**Was zu tun ist**
Schreibe aus dem Text über die XT 125 X den Abschnitt wortgetreu ab, der bei „Jene Motorradsportart, in“ beginnt und bei „an den Vorgaben?“ endet.

**Textblock**
Seit September letzten Jahres erwartet, jetzt endlich da. 120 Kilogramm angriffsbereit. Knapp 100 km/h schnell. Beliebtestes Jagdrevier: die Großstadt.
Seit September letzten Jahres erwartet, jetzt endlich da. 120 Kilogramm angriffsbereit. Knapp 100 km/h schnell. Beliebtestes Jagdrevier: die Großstadt.
Es klingt nüchtern. Beinahe belanglos. Beschleunigung von null auf 50 km/h: 4,9 Sekunden. Kein Topwert, schließlich haben die meisten 125er drei bis fünf PS mehr, doch auf jeden Fall schnell genug, um fast allen Blechkisten an der Ampel davonzuschwimmen. Ganz davon abgesehen ist die neue XT 125 X nicht für Beschleunigungsrennen entwickelt worden. Das X hinter der Kubikangabe steht für Supermoto.
Jene Motorradsportart, in der grenzenloser Spieltrieb die Bewegungsabläufe dominiert. Grundvoraussetzung: aggressive Bremsen, straffe Fahrwerksabstimmung, extreme Handlichkeit, 50 Grad Schräglagenfreiheit. Wie nahe liegt die kleine 125er an den Vorgaben?

**Erfasste Daten**
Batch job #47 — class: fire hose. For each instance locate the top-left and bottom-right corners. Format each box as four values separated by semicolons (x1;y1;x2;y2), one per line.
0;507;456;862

**Die Antwort**
Jene Motorradsportart, in der grenzenloser Spieltrieb die Bewegungsabläufe dominiert. Grundvoraussetzung: aggressive Bremsen, straffe Fahrwerksabstimmung, extreme Handlichkeit, 50 Grad Schräglagenfreiheit. Wie nahe liegt die kleine 125er an den Vorgaben?